◆ **Aim of the task**
Write the records from the line containing "Highlight the under" through the end of the records, inclusive, as a two-column CSV with the headers text and answer. Each row is one record, with its text and its answer each in a single quoted field and line breaks replaced by spaces.

◆ **Records for the exercise**
-=-=-
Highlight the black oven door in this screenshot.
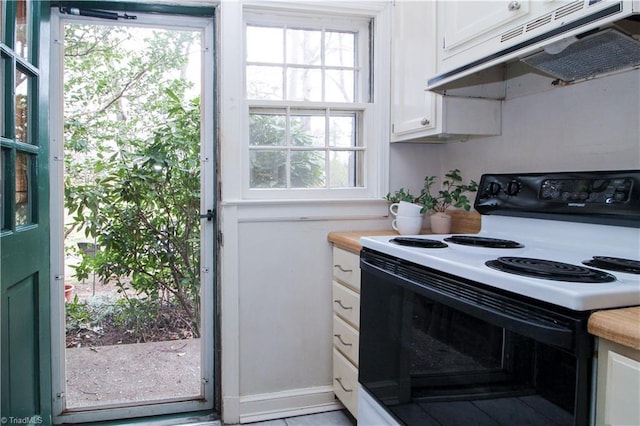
[359,249,592,425]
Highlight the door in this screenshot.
[0,0,51,423]
[51,3,216,423]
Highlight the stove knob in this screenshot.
[505,179,522,197]
[487,182,502,197]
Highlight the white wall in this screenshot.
[440,70,640,179]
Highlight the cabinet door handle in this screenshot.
[333,265,353,272]
[333,334,353,346]
[333,299,353,309]
[336,377,353,392]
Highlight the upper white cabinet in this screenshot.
[438,0,529,56]
[391,0,501,142]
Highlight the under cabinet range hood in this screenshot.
[427,0,640,93]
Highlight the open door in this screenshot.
[51,2,216,423]
[0,0,51,424]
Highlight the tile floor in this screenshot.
[244,410,356,426]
-=-=-
◆ **Answer below**
text,answer
"Highlight the under cabinet range hood in this screenshot.","[427,0,640,93]"
"Highlight the open door in this screenshot.","[51,2,216,423] [0,0,51,424]"
"Highlight the tile floor in this screenshot.","[244,410,356,426]"